- GIVEN TEXT:
┏━━
Content note for mention of sexual assault
In 2004, when I was 20, I spent a month in Wales for a summer study program. Not long after I got back, my boyfriend of a few months proposed. We met in February, he was deployed in May, I left for Wales in June, and returned in July.

We got married on November 12, 20 years ago today, and shortly after that, moved to Oklahoma.
Originally, I was just going to move with him, and finish college in Connecticut. When we first discussed it in March or April, that’s where his orders were taking him next: Groton. We weren’t talking marriage, and marriage wasn’t on my mind. It wasn’t really something I had ever wanted.
People were concerned about me moving across country with a boyfriend I hardly knew. People called me stupid and naive, and I even lost a couple friends because I was “living in sin.”
When I got back from Wales, something had happened on his deployment and he could no longer go to Groton. His new orders were for Tinker Air Force Base in Oklahoma, several months after we were originally supposed to move.

He cried when I told him I would still go with him, holding me tightly as if he expected me to disappear. I figured I could start college in the spring semester instead of the fall. There would be universities in Oklahoma.
One night while we sat on the couch watching TV, he slipped a ring case out from behind a throw pillow, and showed me three diamonds set in platinum. He didn’t say anything, just put the ring— a little too big— on my finger and kissed me.
┗━━
Point labeling examples
┏━━
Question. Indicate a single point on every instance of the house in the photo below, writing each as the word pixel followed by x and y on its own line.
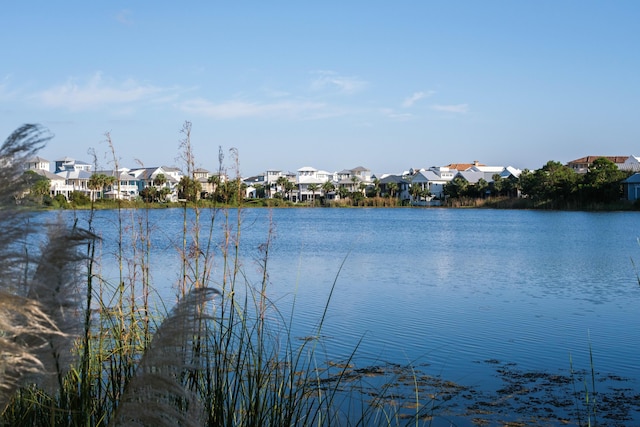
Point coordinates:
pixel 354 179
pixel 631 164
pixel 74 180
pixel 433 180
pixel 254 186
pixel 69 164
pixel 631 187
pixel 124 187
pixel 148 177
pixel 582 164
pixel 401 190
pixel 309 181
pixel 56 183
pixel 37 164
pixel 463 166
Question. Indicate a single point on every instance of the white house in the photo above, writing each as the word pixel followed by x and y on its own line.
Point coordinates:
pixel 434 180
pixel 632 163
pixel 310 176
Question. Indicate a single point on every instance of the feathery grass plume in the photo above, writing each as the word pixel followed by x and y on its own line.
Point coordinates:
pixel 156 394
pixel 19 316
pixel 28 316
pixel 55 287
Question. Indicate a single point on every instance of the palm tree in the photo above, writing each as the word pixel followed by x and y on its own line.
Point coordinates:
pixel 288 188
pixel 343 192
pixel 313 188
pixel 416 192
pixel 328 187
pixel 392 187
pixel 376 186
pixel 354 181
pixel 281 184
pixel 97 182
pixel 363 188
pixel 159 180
┗━━
- REQUESTS:
1. In the given text, what is the name of the Air Force base in Oklahoma named in the new orders?
2. Convert the part of the records that opens with the line containing "Question. Indicate a single point on every instance of the palm" and runs through the end of the records into a JSON list of strings, with one string for each line and blank lines omitted.

- SOLUTIONS BELOW:
1. Tinker Air Force Base

2.
[
  "Question. Indicate a single point on every instance of the palm tree in the photo above, writing each as the word pixel followed by x and y on its own line.",
  "Point coordinates:",
  "pixel 288 188",
  "pixel 343 192",
  "pixel 313 188",
  "pixel 416 192",
  "pixel 328 187",
  "pixel 392 187",
  "pixel 376 186",
  "pixel 354 181",
  "pixel 281 184",
  "pixel 97 182",
  "pixel 363 188",
  "pixel 159 180"
]